- [Records from a data collection]
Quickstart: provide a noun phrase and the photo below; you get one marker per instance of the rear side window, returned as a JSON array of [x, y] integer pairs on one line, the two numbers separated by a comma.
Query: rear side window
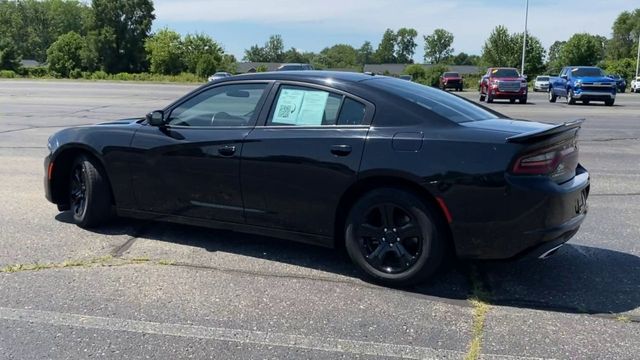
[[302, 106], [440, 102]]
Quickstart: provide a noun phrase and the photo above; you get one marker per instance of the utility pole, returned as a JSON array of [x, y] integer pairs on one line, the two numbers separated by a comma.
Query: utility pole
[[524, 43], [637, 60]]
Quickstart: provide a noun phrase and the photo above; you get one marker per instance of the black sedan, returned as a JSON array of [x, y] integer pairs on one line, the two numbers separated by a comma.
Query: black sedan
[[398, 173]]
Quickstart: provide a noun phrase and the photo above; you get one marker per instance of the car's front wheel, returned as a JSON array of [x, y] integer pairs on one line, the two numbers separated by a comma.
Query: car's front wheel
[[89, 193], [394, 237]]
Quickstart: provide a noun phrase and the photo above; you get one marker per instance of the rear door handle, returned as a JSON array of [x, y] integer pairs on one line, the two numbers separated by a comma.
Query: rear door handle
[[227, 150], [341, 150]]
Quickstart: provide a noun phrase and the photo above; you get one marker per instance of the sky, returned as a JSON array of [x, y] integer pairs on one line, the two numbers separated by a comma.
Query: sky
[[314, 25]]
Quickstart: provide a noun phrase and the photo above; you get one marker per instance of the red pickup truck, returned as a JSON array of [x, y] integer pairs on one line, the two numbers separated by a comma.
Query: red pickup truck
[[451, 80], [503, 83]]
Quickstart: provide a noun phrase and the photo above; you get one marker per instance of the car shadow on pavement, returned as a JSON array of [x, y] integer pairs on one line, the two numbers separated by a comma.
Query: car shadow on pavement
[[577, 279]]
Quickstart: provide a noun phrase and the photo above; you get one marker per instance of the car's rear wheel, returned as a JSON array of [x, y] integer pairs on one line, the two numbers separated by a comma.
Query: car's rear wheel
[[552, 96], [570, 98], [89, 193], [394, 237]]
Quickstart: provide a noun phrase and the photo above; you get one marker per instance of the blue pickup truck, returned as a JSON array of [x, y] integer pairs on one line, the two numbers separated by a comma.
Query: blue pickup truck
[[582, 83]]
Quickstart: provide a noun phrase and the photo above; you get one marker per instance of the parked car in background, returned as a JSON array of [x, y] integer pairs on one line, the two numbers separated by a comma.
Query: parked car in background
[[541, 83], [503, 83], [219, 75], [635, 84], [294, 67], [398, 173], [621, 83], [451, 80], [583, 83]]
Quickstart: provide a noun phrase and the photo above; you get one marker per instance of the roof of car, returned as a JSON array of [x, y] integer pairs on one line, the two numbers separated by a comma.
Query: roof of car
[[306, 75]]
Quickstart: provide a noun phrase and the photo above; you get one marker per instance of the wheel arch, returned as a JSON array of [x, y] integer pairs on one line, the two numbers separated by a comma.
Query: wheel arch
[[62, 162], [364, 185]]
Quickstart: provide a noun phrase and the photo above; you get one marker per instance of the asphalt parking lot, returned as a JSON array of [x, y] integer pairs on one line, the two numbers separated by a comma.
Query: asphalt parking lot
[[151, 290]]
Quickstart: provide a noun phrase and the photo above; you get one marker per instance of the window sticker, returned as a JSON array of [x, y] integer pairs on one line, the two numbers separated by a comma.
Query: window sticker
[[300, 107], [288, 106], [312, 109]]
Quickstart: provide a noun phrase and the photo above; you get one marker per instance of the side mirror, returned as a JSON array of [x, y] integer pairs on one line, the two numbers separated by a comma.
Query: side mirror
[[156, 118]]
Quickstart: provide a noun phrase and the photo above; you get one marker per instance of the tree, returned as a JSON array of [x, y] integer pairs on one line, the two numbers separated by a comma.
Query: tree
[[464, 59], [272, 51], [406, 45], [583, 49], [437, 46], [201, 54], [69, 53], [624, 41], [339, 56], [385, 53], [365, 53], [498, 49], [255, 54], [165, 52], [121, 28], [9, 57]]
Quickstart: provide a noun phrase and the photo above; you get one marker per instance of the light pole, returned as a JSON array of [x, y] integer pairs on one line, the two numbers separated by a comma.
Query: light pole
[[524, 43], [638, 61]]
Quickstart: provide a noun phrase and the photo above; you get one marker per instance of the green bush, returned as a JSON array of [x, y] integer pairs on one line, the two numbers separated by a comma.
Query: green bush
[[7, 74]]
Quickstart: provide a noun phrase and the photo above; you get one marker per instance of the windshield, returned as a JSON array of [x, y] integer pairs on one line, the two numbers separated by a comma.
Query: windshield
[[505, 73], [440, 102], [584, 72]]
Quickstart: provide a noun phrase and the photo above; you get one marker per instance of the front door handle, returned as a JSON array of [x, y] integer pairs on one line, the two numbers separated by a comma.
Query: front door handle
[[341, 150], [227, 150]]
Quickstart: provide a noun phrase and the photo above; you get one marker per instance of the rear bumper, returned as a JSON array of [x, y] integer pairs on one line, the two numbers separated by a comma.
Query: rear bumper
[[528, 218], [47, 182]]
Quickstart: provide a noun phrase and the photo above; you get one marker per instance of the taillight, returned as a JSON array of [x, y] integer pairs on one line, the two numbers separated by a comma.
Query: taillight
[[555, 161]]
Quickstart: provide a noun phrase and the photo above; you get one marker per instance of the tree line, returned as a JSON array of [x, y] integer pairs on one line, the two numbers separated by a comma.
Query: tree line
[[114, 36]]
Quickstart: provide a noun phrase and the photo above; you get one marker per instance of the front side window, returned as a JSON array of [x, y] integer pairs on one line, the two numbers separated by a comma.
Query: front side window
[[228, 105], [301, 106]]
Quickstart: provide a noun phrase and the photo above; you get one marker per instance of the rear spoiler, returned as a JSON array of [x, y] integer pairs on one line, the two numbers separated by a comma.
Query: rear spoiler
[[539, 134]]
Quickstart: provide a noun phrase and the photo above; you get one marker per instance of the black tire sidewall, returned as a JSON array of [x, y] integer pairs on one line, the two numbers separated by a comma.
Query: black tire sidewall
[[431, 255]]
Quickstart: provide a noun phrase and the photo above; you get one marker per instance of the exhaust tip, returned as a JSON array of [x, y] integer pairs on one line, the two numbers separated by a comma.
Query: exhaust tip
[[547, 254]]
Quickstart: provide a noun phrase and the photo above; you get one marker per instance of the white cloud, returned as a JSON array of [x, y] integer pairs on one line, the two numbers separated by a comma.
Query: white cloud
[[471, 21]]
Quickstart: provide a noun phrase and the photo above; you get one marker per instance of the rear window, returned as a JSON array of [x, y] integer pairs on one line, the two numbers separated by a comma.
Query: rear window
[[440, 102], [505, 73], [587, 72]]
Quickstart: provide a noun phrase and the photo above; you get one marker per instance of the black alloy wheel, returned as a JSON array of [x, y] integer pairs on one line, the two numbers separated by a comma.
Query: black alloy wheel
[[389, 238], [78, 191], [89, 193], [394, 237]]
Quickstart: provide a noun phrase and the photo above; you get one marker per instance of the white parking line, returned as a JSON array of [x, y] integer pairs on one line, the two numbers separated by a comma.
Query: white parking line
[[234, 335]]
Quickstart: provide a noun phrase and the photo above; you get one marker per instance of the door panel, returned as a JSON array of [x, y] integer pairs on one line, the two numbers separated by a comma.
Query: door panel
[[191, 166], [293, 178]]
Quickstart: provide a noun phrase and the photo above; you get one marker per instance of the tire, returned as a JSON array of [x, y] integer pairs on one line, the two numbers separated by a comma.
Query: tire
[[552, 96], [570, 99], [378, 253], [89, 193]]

- [Assignment] Copy all of the records verbatim, omitting the pictures.

- [Exercise solution]
Quickstart: provide a noun phrase and the photo below; you get one marker per instance of the rear side window, returned as a JSON array of [x, y] integer pairs on one line, the two numbers separated by a comma.
Query: rear side window
[[302, 106], [440, 102]]
Quickstart: provide a noun phrase and the photo above; you get one marker per instance of the utility pole, returned as a JSON array of [x, y] integer pairs on one line, the two numbers separated by a comma.
Query: utility pole
[[524, 43], [637, 60]]
Quickstart: provide a noun phrase and the photo above; you get one marker per instance of the black sedan, returned as a JSON array of [x, y] integer pairs on one line, the two numbers separated by a comma.
Query: black sedan
[[398, 173]]
Quickstart: provide a noun phrase and the photo above; you get one marker per instance of the car's front wheel, returned as a JSON array of [x, y] integer pairs on one line, the two numbers separated by a comma.
Query: car's front wheel
[[89, 193], [394, 237]]
Quickstart: provide a noun phrase and the photo above; you get one marker per instance of the rear door handle, returned as a JSON array of [x, y] integer pairs on one line, the two numbers separated by a comma.
Query: rear door handle
[[227, 150], [341, 150]]
Quickstart: provide a noun phrase and the photo above; you get one marker per instance of the sky, returned as a JSON array of [x, y] integer pairs on one line, the two numbers separated by a comma.
Query: sky
[[314, 25]]
Quickstart: provide a noun phrase and the photo above; you get one marker per instance of the red pickup truck, returned as a JSON array of [x, y] integer pairs on one line, the two numbers separated by a comma.
Query: red pickup truck
[[451, 80], [503, 83]]
Quickstart: provide a noun phrase and the photo above; you get one marker per instance of the car shadow on pavement, returned as a JSON array of [x, y] integer pairs on one line, the two numbers separated by a comma.
Query: car shadow on pavement
[[577, 279]]
Quickstart: provide a noun phrase and the photo above; you get one marker per instance of the car's rear wheel, returned as a JSON array of [x, y] integer pairs on one line, the two numbers separated by a comma.
Query: car's rear wheel
[[552, 96], [570, 98], [89, 193], [394, 237]]
Quickstart: provide a noun phrase and the photo above; you get one marker per instance of the blue pickup truck, returned as a JSON array of [x, y] integer pairs on one line, the two numbers separated by a comma.
Query: blue pickup truck
[[582, 83]]
Quickstart: provide a noun phrase and the photo above; you get one marker per instance of the parked car in background, returned as a JSON array of [x, y] integer pairs on one line, the two numbers separated by a comma.
Query: parked car in background
[[541, 83], [503, 83], [219, 75], [635, 84], [294, 67], [398, 173], [621, 83], [451, 80], [583, 83]]
Quickstart: provide a noun phrase and the photo above; you get one marker per instance of the roof of car, returned as a JSON array of [x, y] integer pairs on one line, the two numbers separated by a comma.
Query: roof of car
[[306, 75]]
Quickstart: provide a noun phrase and the photo above; you get one marker per instance of the wheel arch, returned as a JSON array of [x, y] integer pairs on one line, the two numbers separated by a comma.
Query: wheel arch
[[62, 162], [364, 185]]
Quickstart: provide a noun phrase and the photo above; you get one marker per instance of the asphalt parking lot, returned as a JSON array of [x, y] integer pairs on one line, the two numbers separated by a comma.
Query: asphalt parking lot
[[151, 290]]
Quickstart: provide a noun phrase and the photo above; you get one marker per instance of the window sticker, returned as a JSON array of [x, y] integer pairs on one line, the two numbers separated by a comma.
Query: window sticker
[[300, 107], [288, 106], [312, 109]]
Quickstart: provide a noun phrase and the photo above; you get one marker per instance of the side mirror, returned as a JSON array of [x, y] integer pairs on one line, the two numbers separated by a comma.
Query: side mirror
[[156, 118]]
Quickstart: provide a noun phrase and the photo above; you get one marker per instance of the tree, returned as a JSON array of [x, y] integer pairs on one line, the two numbers separated by a comma.
Query: tree
[[464, 59], [272, 51], [406, 45], [583, 49], [437, 46], [201, 54], [69, 53], [624, 41], [339, 56], [385, 53], [365, 53], [498, 49], [255, 54], [165, 52], [121, 28], [9, 57]]
Quickstart: provide a noun phrase and the photo above; you get one marker per instance of the light pole, returned as a JSON array of [x, y] integer pairs on one line, the two numbers separated by a comma.
Query: light pole
[[524, 43], [638, 61]]
Quickstart: provide a noun phrase and the photo above; you get one marker per instance of the green bush, returned as a JSON array of [x, y] integer pairs on one line, the two numbers separated by a comma.
Query: green bush
[[7, 74]]
Quickstart: provide a noun phrase and the photo above; you get one marker per instance of the windshield, returned as a JSON array of [x, y] integer pairs on one line, the two numbers separated by a comma.
Query: windshield
[[505, 73], [440, 102], [584, 72]]
Quickstart: provide a noun phrase and the photo above; you get one marker per instance of the front door handle, returned as a JSON array of [x, y] integer pairs on one line, the two numbers separated by a comma.
Query: front door handle
[[341, 150], [227, 150]]
Quickstart: provide a noun phrase and the photo above; you get one marker per instance of the rear bumper, returned as a JSON array of [x, y] integer pairs on one line, the two numbers separated by a comma.
Query: rear bumper
[[528, 218], [47, 182]]
Quickstart: provide a noun phrase and the photo above; you get one marker per instance of the taillight, returned as a JSON array of [x, y] integer pairs on one line, the two numbers separated by a comma.
Query: taillight
[[555, 161]]
Quickstart: provide a noun phrase and the photo above; you get one marker per instance of the tree line, returned as a JSON array of [x, y] integer pairs on one line, the two numbers separated by a comma.
Query: tree line
[[114, 36]]
Quickstart: provide a noun phrase and the photo above; you get one marker per instance of the front side window, returned as a JSON array of [x, y] integer pairs on one line, the two numbers separated by a comma.
Query: front side window
[[228, 105], [301, 106]]
Quickstart: provide a noun phrase and the photo above; you get one marker per instance of the rear spoiler, returned as a JSON array of [x, y] integer pairs on one line, the two numbers separated by a comma.
Query: rear spoiler
[[539, 134]]
Quickstart: provide a noun phrase and the photo above; you get one marker per instance of the black tire sidewall, returned as a JSON array of [x, y] integer pairs on one line, the two numbers separated by a comma.
Query: black tire sidewall
[[431, 255]]
Quickstart: provide a noun phrase and the photo above; you get one marker per instance of the exhaust tip, returned as a JSON array of [x, y] integer pairs on one line, the two numbers separated by a comma.
Query: exhaust tip
[[547, 254]]
Quickstart: provide a noun phrase and the photo above; you get one marker per instance of the white cloud, returned as a JSON array of [x, y] integer pairs on one line, the two numbers separated by a comma.
Query: white cloud
[[471, 21]]
Quickstart: provide a noun phrase and the photo above; you get one marker per instance of the rear window, returned as a JSON array of [x, y] integer pairs on one line, the two numbers separated by a comma.
Query: rear window
[[440, 102], [505, 73], [587, 72]]
Quickstart: provide a noun phrase and the photo above; you get one marker per instance of the black alloy wheel, returned as a JSON array of [x, y] integer pairs on one line, the two numbers separated by a comma.
Query: black alloy wheel
[[389, 238], [78, 191], [89, 193], [394, 237]]
Quickstart: provide a noun phrase and the photo above; you get one marker per instance of the white parking line, returned as a JSON array of [x, y] integer pairs on one line, the two numbers separated by a comma.
Query: white parking line
[[234, 335]]
Quickstart: provide a noun phrase and the photo above; you get one marker per instance of the door panel, returned as a JSON array of [x, y] integer pairs on one line, the two numbers separated by a comma.
Query: door panel
[[191, 166], [293, 178]]
Quickstart: provide a noun phrase and the photo above; you get one marker per instance of the tire, returned as a JSON array of [x, y] integer pairs on one line, the two numbers separated by a comma.
Query: tire
[[552, 96], [570, 99], [378, 253], [89, 193]]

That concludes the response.